(begin)
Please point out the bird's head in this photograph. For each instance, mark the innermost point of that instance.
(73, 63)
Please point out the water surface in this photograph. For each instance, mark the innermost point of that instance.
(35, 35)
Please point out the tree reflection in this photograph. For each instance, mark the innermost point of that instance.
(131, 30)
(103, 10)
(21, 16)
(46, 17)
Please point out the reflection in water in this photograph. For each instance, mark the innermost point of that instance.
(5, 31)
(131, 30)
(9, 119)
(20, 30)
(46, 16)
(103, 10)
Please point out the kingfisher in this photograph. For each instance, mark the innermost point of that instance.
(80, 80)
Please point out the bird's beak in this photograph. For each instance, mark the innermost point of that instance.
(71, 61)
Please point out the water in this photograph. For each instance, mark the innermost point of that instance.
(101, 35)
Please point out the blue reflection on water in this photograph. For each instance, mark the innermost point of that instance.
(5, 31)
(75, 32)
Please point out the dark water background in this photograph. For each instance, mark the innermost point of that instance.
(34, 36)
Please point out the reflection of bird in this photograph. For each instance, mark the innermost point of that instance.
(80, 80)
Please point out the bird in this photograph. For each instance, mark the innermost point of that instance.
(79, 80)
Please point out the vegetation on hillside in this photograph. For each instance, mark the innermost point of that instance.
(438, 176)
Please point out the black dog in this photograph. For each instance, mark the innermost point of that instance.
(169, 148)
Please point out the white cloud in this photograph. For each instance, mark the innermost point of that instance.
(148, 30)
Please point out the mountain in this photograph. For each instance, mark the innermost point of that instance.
(end)
Rescale the entries above by repeating every line with its wording unchanged, but multiply each coordinate in the answers by 0.9. Round each result to a whole number, with halves rounding up.

Please point out the bird's head in this photograph. For each instance, mark the innermost point of that instance.
(66, 57)
Please point out the water surface in this photograph. For each instance, mark the innermost point of that instance.
(32, 32)
Please point out the tree reflection in this photograph. For each instance, mark the innermost point of that instance.
(118, 27)
(93, 9)
(19, 14)
(41, 15)
Please point out the reflection in water in this photograph. For each instance, mark the innermost point of that instance.
(5, 28)
(118, 27)
(8, 107)
(18, 27)
(41, 14)
(93, 9)
Please point out the kingfisher in this photograph. For each instance, mark the innermost point of that instance.
(72, 72)
Please point out the bird's beak in this photograph. For each instance, mark the innermost point of that instance.
(64, 55)
Please point out the water in this photograph. For each instance, mark the innermost point of that instance.
(91, 32)
Please point out the blue reflection on water in this photograph. For each instance, mark the innermost point of that instance.
(5, 28)
(68, 29)
Please point out the dark water background in this photograph. For each instance, mark the innermost point of that instance.
(31, 32)
Please point out the reflection of bird in this photograph. For each instance, mark the innermost point of that instance.
(72, 72)
Please point out the bird in this photograph. For each instance, mark the innermost point of that instance.
(71, 72)
Please point out the vegetation on hillside in this photograph. For each instance, mark the innermost point of that instance.
(394, 158)
Please point out the black dog in this photograph. For each instance, mark the innermost point of that instance.
(152, 133)
Please point out the white cloud in this photograph. For each instance, mark the innermost point of that instance.
(133, 27)
Please point out the mountain in this photograph. For each instance, mark the innermost point of that instance.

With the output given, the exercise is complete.